▶ **EXERCISE DETAILS**:
Rewrite every row below with "dense vegetation" swapped for "thick plant cover" and everything else unchanged. Leave the pictures out.

▶ **DATASET RECORDS**:
· · · · · · ·

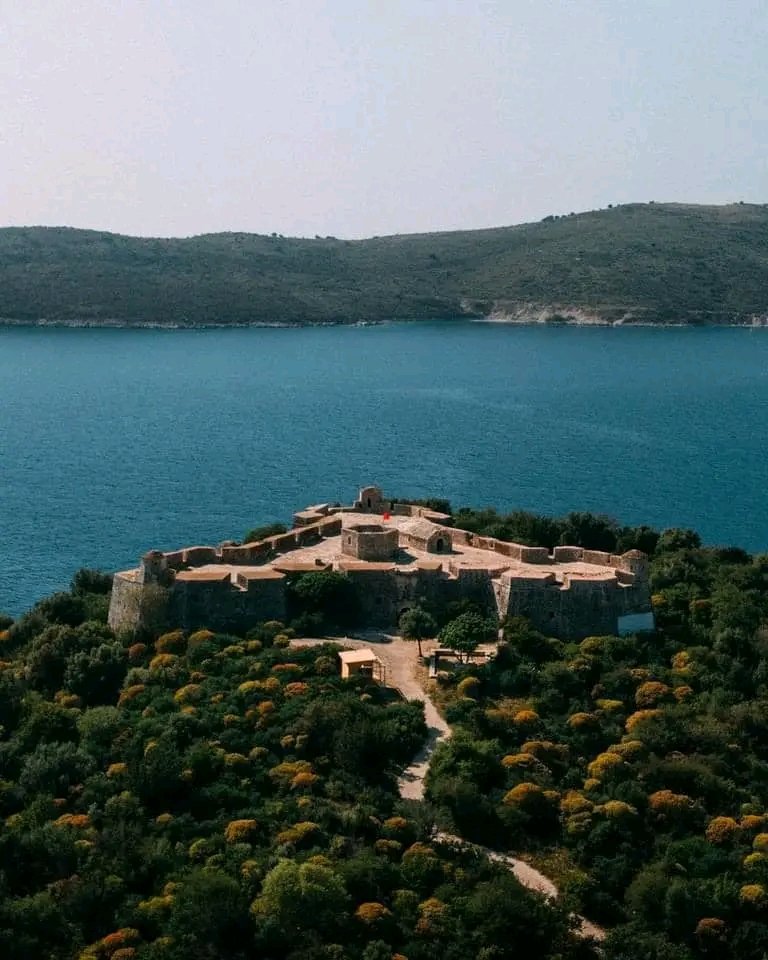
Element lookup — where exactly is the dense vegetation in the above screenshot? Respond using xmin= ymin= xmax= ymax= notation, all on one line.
xmin=0 ymin=509 xmax=768 ymax=960
xmin=427 ymin=511 xmax=768 ymax=960
xmin=0 ymin=572 xmax=592 ymax=960
xmin=0 ymin=204 xmax=768 ymax=326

· · · · · · ·

▶ **WRITTEN ANSWER**:
Element lookup — where exactly is the thick plant cover in the above screenshot? Respond using xmin= ymin= xmax= ymax= notation, all on one line.
xmin=0 ymin=509 xmax=768 ymax=960
xmin=427 ymin=511 xmax=768 ymax=960
xmin=0 ymin=572 xmax=592 ymax=960
xmin=0 ymin=204 xmax=768 ymax=326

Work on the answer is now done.